### PROBLEM DETAILS
Write out every one of the records below, line for line and without changing anything.
══ RECORDS FOR THIS TASK ══
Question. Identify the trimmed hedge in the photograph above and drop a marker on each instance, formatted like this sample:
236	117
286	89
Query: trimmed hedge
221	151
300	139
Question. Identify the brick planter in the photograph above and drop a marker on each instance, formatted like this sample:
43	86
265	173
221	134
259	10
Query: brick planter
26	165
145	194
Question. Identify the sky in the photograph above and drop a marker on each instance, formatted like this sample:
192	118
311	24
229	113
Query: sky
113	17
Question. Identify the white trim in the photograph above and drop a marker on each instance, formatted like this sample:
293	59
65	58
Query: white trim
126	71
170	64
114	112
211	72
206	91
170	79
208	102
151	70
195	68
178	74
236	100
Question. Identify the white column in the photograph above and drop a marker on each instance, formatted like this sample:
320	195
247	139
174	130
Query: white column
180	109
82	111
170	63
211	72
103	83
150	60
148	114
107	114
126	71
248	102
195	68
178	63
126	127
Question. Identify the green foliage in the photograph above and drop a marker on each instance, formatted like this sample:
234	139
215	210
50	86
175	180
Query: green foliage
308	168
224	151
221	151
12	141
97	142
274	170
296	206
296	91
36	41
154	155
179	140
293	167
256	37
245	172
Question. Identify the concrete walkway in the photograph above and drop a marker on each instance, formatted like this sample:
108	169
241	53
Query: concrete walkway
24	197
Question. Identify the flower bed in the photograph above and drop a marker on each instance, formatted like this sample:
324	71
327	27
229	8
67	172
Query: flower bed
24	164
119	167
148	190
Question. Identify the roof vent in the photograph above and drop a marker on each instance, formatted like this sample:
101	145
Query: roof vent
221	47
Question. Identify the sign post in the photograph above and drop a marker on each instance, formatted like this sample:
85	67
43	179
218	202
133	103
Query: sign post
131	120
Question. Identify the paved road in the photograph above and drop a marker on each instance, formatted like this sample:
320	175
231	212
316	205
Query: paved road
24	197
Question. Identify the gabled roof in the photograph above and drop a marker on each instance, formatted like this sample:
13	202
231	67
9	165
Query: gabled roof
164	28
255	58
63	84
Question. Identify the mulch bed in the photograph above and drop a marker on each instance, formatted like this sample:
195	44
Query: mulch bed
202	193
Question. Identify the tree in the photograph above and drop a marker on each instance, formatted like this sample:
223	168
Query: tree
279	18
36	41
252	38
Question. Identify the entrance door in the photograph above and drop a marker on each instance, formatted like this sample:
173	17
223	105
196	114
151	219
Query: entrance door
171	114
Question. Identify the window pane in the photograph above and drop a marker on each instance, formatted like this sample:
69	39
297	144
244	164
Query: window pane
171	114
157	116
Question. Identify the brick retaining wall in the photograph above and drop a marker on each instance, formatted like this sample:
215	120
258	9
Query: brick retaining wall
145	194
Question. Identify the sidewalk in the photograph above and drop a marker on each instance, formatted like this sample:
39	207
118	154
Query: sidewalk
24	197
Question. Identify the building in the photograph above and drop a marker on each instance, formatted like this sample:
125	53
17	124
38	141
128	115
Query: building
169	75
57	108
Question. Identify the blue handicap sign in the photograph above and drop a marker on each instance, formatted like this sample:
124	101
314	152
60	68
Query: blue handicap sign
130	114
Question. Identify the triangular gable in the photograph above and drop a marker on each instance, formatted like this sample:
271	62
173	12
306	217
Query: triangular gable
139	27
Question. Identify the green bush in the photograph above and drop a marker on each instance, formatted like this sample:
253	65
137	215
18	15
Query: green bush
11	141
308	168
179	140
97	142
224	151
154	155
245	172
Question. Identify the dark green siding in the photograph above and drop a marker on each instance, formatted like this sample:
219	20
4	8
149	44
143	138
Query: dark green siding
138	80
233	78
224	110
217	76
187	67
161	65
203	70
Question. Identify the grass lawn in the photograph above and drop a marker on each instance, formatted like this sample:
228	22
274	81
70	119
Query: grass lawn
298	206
═══
### RESULT FOR THIS EXERCISE
Question. Identify the trimmed hedge in the photograph above and drop a marker on each instance, formatted like this sample:
236	117
286	89
Query: trimmed hedge
221	151
300	139
Question. Identify the brick planter in the photograph above and drop a marker on each instance, formatted like this sample:
43	86
265	173
221	134
259	10
Query: brick planter
26	165
145	194
Question. Identify the sky in the photograph above and drop a marker on each instance, formatted like this sample:
192	118
311	24
229	113
Query: sky
113	17
Question. Identify the white trim in the photograph above and drop a marker on each instance, formatted like this sample:
293	59
65	58
Query: white trim
126	71
170	64
114	112
211	72
206	91
170	79
208	102
151	70
195	68
178	74
236	100
Question. Identify the white column in the photograph above and drop a marker on each instance, formatted like this sample:
320	195
247	139
174	130
Query: white column
180	109
82	111
170	63
211	72
103	83
150	60
148	114
107	114
126	71
248	102
195	68
178	63
126	127
Question. Identify the green foliage in the photograph above and drop a marker on each instance, formatted like this sample:
234	139
215	210
50	86
175	180
Query: green foliage
308	168
224	151
221	151
12	141
97	142
274	170
296	206
296	91
36	41
154	155
179	140
293	167
256	37
245	172
Question. Identify the concrete walkway in the photograph above and drop a marker on each instance, formatted like this sample:
108	169
241	53
Query: concrete walkway
24	197
Question. Identify the flower bed in the photograph above and drop a marker on each instance, formatted like this sample:
324	71
327	27
229	8
67	172
Query: flower bed
24	164
119	167
148	190
Question. Identify the roof vent in the photograph above and drop a marker on each instance, formatted like this sample:
101	145
Query: roof vent
221	47
Question. Identify the sign post in the photograph above and drop a marker on each instance, formatted like this sample:
85	67
43	179
218	202
133	103
Query: sign post
131	120
Question. Identify the paved road in the photograph above and drop a marker on each instance, formatted like this sample:
320	175
231	212
316	205
Query: paved road
24	197
Question. Identify the gabled roof in the photograph above and drop a marker on each instance, formatted like this sample:
13	202
231	67
9	165
Query: gabled roof
164	28
255	58
63	84
Question. Identify the mulch bed in the photograph above and drop a marker on each instance, formatted like this sample:
195	44
Query: mulch bed
202	193
Question. Identify the tree in the photograph above and drop a marker on each instance, formatted like this sample:
223	168
Query: tree
279	18
36	41
252	38
Question. Identify the entrance door in the photograph above and drop a marker on each instance, formatted like this sample:
173	17
223	105
196	114
151	219
Query: entrance door
171	114
Question. Identify the window pane in the photograph above and drop a marker on each instance, formatted like this sample:
69	39
297	144
244	164
Query: window pane
171	114
157	116
Question. Identify the brick retaining wall in the photograph above and drop a marker on each instance, formatted like this sample:
215	120
258	9
Query: brick retaining wall
145	194
Question. Identify the sidewalk in the photograph above and drop a marker on each instance, formatted like this sample:
39	207
118	154
Query: sidewalk
24	197
Question. Identify the building in the photograph above and drop a marker on each instance, formatted like this sample:
125	53
17	124
38	141
128	115
Query: building
169	75
57	108
Question. Identify the blue handicap sign in the photograph above and drop a marker on each instance, formatted like this sample:
124	101
314	152
60	68
Query: blue handicap sign
130	114
Question. Identify the triangular gable in the photograph above and drop a marker on each instance, formatted like this sample:
271	62
173	12
306	217
Query: triangular gable
139	27
Question. Identify the green bush in the photograph above and drop a marker on each instance, formatted like this sample:
253	65
137	215
18	15
Query: green bush
11	141
308	168
179	140
97	142
224	151
154	155
245	172
Question. Identify the dark green siding in the photograph above and drop a marker on each instance, formatted like this sample:
219	20
4	8
149	44
143	138
Query: dark green siding
138	80
233	78
224	110
217	76
187	67
161	65
203	70
Question. Identify the grass lawn in the photograph above and drop a marker on each instance, formatted like this sample:
228	22
274	81
70	119
Query: grass lawn
298	206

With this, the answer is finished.